* What is required: In the excerpt on commercial commitments and liquidity, how much was contributed to the pension plans in July 2012?

* Quoted passage:
┌──

Other Commercial Commitments
As of June 30, 2012, we had outstanding letters of credit under our committed lines of credit as follows (in millions):

 
 
Borrowing
Capacity
 
Expiration
 
Outstanding
Letters of
Credit
Letter of credit facilities
 
$
550

 
June 2013
 
$
300

Revolving credit facility
 
$
3,000

 
December 2016
 
$
70

Canadian revolving credit facility
 
C$
115

 
December 2012
 
C$
11


In July 2012, one of our letter of credit facilities was amended to extend its maturity date through June 2013 and to increase its borrowing capacity by $50 million. The borrowing capacity and expiration shown in the table above reflect these changes. As of June 30, 2012, we had no amounts borrowed under our revolving credit facilities. The letters of credit outstanding as of June 30, 2012 expire during 2012 and 2013.

Other Matters Impacting Liquidity and Capital Resources
Pension Plan Funded Status
We have minimum required contributions of $2 million during 2012 to our pension plans that have minimum funding requirements; however, we plan to contribute approximately $100 million to our pension plans during 2012. During the six months ended June 30, 2012, we contributed $13 million to our pension plans. In July 2012, we contributed $50 million to our pension plans.

Stock Purchase Programs
As of June 30, 2012, we have approvals under common stock purchase programs to purchase approximately $3.5 billion of our common stock.

└──

* Supplied material:
┌──

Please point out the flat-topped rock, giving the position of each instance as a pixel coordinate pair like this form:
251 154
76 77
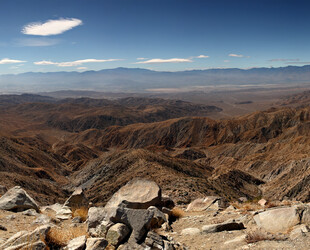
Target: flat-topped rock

└──

* In response: $50 million.